→ **EXCERPTED TEXT**:
Body Dysmorphic Disorder

What is Body Dysmorphic Disorder?
Body Dysmorphic Disorder (BDD) is seeing as a form of Obsessive Compulsive Disorder (OCD) because it’s characterized by intrusive thoughts related to physical appearance, beliefs about others paying particular attention to those body areas, and compulsions to examine, minimize, hide these perceived flaws, or compare these physical attributes with others’ as a form of proving their beliefs about the defectiveness of them.

What are the symptoms?
People struggling with body dysmorphic features or disorder struggle with preoccupations/obsessions about the appearance of body areas, one or multiple, and they can be related to any part of the body. For instance, a person may have obsessions on one’s face or head, and may include features such as head size, ears’s size or shape, skin color, balding, evenness of the eyebrowns, etc.  Such appearance preoccupations are difficult to manage, and on average occupy 3 to 8 hours each day (Phillips, K. A., 2004).

Many individuals with BDD engage also in repetitive, compulsive behaviors intended to examine or hide their perceived defect. Frequent behaviors include mirror checking, comparing oneself’s physical appearance relatively to others, excessive grooming, camouflaging body parts (e.g., with a hat, clothing, or makeup), frequent clothing changes, or seeking reassurance from others about their defective appearance. These behaviors often occur for many hours a day. (Phillips, K. A., 2004).

What is the most-effective treatment?
Cognitive Behavior Therapy (CBT) has demonstrated effectiveness in treating BDD, and in particular exposure and response prevention (ERP) helps individuals with BDD  to progressively be exposed to anxiety-inducing situations by facing the body area they’re concerned about  (ie: looking at the body area that is perceived as “defective,” e.g. one’s nose), while they are also being asked to abstain from repetitive behaviors intended to reduce such anxiety (ie: hiding the perceived facial feature during a conversation, wearing excessive make up, etc).

CBT incorporates cognitive-based interventions that helps to identify  appearance-related thoughts that are driving the compulsions/obsessions.

References:
Khemlani-Patel, S., Neziroglu, F., & Mancusi, L. (2011). Cognitive-behavioral therapy  for body dysmorphic disorder: A Comparative Investigation. International Journal of Cognitive Therapy, 4(4), 363-380. Retrieved July 3, 2015.  (confirm this is same as p. 110 Williams)

Neziroglu, F., & Yaryura-Tobias, J. (1993). Exposure, response prevention, and cognitive therapy in the treatment of body dysmorphic disorder. Behavior Therapy, 24, 431-438.

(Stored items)

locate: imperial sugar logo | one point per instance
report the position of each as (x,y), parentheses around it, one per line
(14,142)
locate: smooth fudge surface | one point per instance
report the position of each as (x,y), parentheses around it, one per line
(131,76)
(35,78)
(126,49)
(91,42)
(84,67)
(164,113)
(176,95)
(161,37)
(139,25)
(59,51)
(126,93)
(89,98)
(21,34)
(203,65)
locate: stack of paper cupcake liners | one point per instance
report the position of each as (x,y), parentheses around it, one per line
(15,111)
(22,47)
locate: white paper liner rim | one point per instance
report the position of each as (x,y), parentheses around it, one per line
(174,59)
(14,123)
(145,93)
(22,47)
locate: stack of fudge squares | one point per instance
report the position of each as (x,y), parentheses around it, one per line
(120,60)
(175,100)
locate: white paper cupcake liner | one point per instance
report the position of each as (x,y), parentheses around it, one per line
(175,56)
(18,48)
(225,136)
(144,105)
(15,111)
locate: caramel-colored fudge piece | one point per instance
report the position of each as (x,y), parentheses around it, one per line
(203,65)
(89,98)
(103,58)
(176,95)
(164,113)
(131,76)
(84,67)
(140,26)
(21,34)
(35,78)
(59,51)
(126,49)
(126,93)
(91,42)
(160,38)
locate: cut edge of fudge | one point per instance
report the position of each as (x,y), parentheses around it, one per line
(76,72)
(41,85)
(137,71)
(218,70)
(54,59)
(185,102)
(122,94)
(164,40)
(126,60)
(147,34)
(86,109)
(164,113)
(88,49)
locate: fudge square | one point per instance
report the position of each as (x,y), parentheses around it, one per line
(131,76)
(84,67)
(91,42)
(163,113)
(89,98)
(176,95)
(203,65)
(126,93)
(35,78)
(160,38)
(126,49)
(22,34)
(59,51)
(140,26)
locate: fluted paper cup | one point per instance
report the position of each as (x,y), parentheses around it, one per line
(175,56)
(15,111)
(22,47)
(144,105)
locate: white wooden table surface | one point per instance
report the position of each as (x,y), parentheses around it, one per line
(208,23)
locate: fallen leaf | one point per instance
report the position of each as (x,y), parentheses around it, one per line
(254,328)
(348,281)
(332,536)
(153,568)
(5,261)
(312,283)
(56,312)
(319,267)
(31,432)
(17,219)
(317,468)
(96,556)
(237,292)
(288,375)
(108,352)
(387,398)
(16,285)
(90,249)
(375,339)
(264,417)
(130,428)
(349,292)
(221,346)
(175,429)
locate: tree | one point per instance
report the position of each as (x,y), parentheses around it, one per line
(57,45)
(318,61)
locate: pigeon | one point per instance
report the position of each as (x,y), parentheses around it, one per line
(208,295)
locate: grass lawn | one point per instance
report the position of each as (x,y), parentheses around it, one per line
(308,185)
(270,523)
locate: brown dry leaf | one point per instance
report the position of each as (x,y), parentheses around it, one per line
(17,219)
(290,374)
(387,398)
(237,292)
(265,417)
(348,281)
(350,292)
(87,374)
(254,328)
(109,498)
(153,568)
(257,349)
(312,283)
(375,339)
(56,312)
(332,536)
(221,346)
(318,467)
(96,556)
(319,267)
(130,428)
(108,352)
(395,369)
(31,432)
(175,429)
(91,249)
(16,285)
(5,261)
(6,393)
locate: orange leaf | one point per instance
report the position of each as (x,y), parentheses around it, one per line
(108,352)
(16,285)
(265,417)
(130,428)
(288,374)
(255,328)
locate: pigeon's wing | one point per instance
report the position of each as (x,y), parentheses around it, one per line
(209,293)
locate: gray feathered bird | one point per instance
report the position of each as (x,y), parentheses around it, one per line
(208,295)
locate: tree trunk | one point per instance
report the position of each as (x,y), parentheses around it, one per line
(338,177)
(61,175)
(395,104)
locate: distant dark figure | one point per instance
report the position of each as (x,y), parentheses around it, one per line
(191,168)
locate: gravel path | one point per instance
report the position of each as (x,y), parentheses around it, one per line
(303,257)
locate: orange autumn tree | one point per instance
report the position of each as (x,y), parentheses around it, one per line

→ **PROBLEM STATEMENT**:
Write out the passage of the body dysmorphic disorder text above, starting with "Body Dysmorphic Disorder (BDD)" and going on through "are the symptoms?".

→ **RESULT**:
Body Dysmorphic Disorder (BDD) is seeing as a form of Obsessive Compulsive Disorder (OCD) because it’s characterized by intrusive thoughts related to physical appearance, beliefs about others paying particular attention to those body areas, and compulsions to examine, minimize, hide these perceived flaws, or compare these physical attributes with others’ as a form of proving their beliefs about the defectiveness of them.

What are the symptoms?